> **Tarea asignada 1**
Según el texto sobre la dignidad humana y la educación, ¿de dónde procede la dignidad del trabajo?
> **Tarea asignada 2**
Transcribe del texto sobre la dignidad humana y la educación el fragmento que va desde "La antropología pedagógica" hasta "cada ser humano.", ambos incluidos.

Portada » Filosofía » La Dignidad Humana y la Educación
Los educadores tienen que ser conscientes de la importancia de su trabajo. La dignidad del trabajo procede de su conexión con la persona: la persona de quien lo realiza, y las personas a cuyo servicio esa labor está dirigida. El trabajo de un educador posee una dignidad especial, pues la educación puede catalizar, orientar o, en nuestro caso, reorientar el crecimiento de la persona, poniendo en juego todas las dimensiones humanas.
La antropología pedagógica debe poner a disposición de los educadores una formación inicial y continua a lo largo de todo su desempeño laboral.
La influencia de la mentalidad positivista dominante oscurece las razones últimas de la dignidad, y los educadores tampoco están exentos de esa influencia.
El discurso de la educación se mueve en el ámbito de las ciencias sociales, pero esto no anula que se enfoque también desde el punto de vista propio de los saberes humanísticos, centrados en el concepto de persona y en el cultivo de lo más humano de cada ser humano.
Los discursos sobre la dignidad humana tienen múltiples visiones. Ocurre el caso de que algunos asienten sin dudar ante la afirmación de que la persona humana es digna, pero dudan al dar respuesta a por qué. También existen textos legislativos e instrumentos internacionales que promueven los derechos humanos reconociendo esa dignidad, conclusión que suena también poco fundada.

> **Fragmentos de ítems**
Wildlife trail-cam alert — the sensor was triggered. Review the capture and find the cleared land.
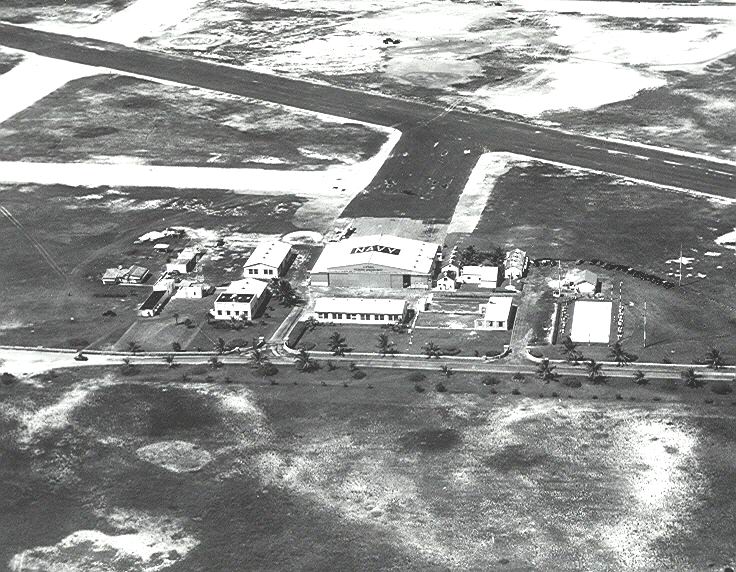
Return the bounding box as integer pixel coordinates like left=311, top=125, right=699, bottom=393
left=144, top=0, right=736, bottom=158
left=0, top=366, right=736, bottom=572
left=0, top=185, right=303, bottom=347
left=0, top=75, right=386, bottom=169
left=465, top=164, right=736, bottom=361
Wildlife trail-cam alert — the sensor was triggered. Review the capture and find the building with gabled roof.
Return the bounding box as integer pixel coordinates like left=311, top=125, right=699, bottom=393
left=243, top=240, right=291, bottom=280
left=314, top=297, right=409, bottom=324
left=210, top=278, right=268, bottom=320
left=310, top=234, right=441, bottom=289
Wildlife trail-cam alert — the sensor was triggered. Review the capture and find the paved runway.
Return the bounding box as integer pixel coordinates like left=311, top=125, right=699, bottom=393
left=0, top=23, right=736, bottom=218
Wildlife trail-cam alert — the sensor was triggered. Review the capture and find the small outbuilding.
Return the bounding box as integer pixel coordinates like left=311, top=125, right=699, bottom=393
left=475, top=296, right=513, bottom=331
left=243, top=240, right=291, bottom=280
left=458, top=266, right=499, bottom=288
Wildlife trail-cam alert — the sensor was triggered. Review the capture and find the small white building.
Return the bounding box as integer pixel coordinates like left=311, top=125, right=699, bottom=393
left=562, top=268, right=600, bottom=295
left=475, top=296, right=514, bottom=330
left=243, top=240, right=291, bottom=280
left=434, top=271, right=457, bottom=292
left=176, top=280, right=214, bottom=300
left=166, top=247, right=199, bottom=274
left=102, top=264, right=151, bottom=286
left=314, top=297, right=409, bottom=324
left=503, top=248, right=529, bottom=280
left=458, top=266, right=498, bottom=288
left=210, top=278, right=268, bottom=320
left=138, top=278, right=176, bottom=318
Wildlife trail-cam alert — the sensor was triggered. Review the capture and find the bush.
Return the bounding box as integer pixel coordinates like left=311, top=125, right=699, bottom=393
left=408, top=371, right=427, bottom=383
left=0, top=371, right=18, bottom=385
left=710, top=381, right=733, bottom=395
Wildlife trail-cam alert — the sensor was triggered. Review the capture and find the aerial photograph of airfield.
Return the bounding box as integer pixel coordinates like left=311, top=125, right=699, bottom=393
left=0, top=0, right=736, bottom=572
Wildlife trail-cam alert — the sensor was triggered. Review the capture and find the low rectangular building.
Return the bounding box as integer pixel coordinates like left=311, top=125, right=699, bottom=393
left=310, top=234, right=441, bottom=289
left=102, top=264, right=151, bottom=285
left=475, top=296, right=514, bottom=331
left=314, top=297, right=409, bottom=324
left=166, top=248, right=199, bottom=274
left=138, top=279, right=176, bottom=318
left=243, top=240, right=291, bottom=280
left=210, top=278, right=268, bottom=320
left=570, top=300, right=613, bottom=344
left=458, top=266, right=498, bottom=288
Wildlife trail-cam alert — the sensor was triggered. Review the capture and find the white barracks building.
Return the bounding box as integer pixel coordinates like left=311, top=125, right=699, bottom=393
left=243, top=240, right=291, bottom=280
left=310, top=234, right=441, bottom=289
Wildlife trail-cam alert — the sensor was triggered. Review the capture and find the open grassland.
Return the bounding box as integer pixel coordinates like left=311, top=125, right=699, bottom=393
left=142, top=0, right=736, bottom=157
left=0, top=0, right=133, bottom=24
left=465, top=164, right=736, bottom=361
left=0, top=185, right=302, bottom=347
left=0, top=366, right=736, bottom=572
left=0, top=75, right=386, bottom=169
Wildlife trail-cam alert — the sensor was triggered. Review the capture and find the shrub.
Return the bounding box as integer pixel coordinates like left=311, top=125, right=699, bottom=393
left=0, top=371, right=18, bottom=385
left=710, top=381, right=733, bottom=395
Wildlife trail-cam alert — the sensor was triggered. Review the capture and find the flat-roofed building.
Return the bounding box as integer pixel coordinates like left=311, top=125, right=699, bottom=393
left=210, top=278, right=268, bottom=320
left=457, top=266, right=498, bottom=288
left=310, top=234, right=441, bottom=289
left=102, top=264, right=151, bottom=285
left=314, top=297, right=409, bottom=324
left=243, top=240, right=291, bottom=280
left=475, top=296, right=514, bottom=330
left=570, top=300, right=613, bottom=344
left=166, top=248, right=199, bottom=274
left=138, top=279, right=176, bottom=318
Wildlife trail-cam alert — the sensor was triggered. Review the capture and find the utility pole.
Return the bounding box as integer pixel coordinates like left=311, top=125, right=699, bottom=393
left=644, top=300, right=647, bottom=347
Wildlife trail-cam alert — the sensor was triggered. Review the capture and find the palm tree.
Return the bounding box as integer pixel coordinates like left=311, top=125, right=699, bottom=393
left=423, top=340, right=442, bottom=359
left=705, top=348, right=726, bottom=369
left=294, top=348, right=319, bottom=373
left=585, top=359, right=604, bottom=383
left=327, top=332, right=348, bottom=356
left=611, top=340, right=632, bottom=367
left=213, top=338, right=227, bottom=355
left=680, top=368, right=705, bottom=388
left=304, top=316, right=319, bottom=332
left=376, top=334, right=394, bottom=356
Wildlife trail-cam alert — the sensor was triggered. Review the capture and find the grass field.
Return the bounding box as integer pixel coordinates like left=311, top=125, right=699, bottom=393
left=465, top=164, right=736, bottom=362
left=0, top=0, right=133, bottom=24
left=0, top=366, right=736, bottom=572
left=0, top=185, right=302, bottom=347
left=0, top=74, right=386, bottom=170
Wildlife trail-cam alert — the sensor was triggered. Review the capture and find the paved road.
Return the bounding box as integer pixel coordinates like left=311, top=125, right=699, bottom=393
left=0, top=23, right=736, bottom=208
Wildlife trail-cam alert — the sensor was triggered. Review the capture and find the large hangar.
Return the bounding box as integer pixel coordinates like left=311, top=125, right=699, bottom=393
left=310, top=234, right=441, bottom=288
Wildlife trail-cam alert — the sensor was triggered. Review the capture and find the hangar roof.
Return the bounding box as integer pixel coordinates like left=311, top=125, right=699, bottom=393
left=312, top=234, right=440, bottom=274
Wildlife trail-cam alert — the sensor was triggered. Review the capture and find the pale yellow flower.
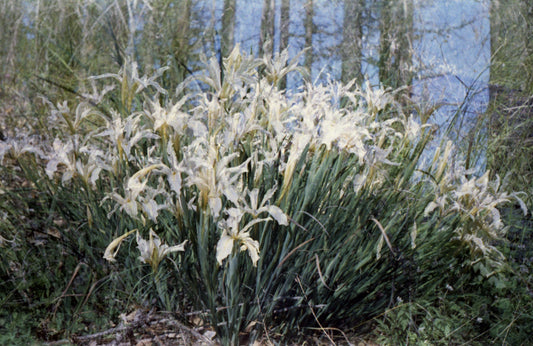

> **Respuesta completa 1**
Procede de su conexión con la persona: la persona que lo realiza y las personas a cuyo servicio está dirigida esa labor.

> **Respuesta completa 2**
La antropología pedagógica debe poner a disposición de los educadores una formación inicial y continua a lo largo de todo su desempeño laboral.
La influencia de la mentalidad positivista dominante oscurece las razones últimas de la dignidad, y los educadores tampoco están exentos de esa influencia.
El discurso de la educación se mueve en el ámbito de las ciencias sociales, pero esto no anula que se enfoque también desde el punto de vista propio de los saberes humanísticos, centrados en el concepto de persona y en el cultivo de lo más humano de cada ser humano.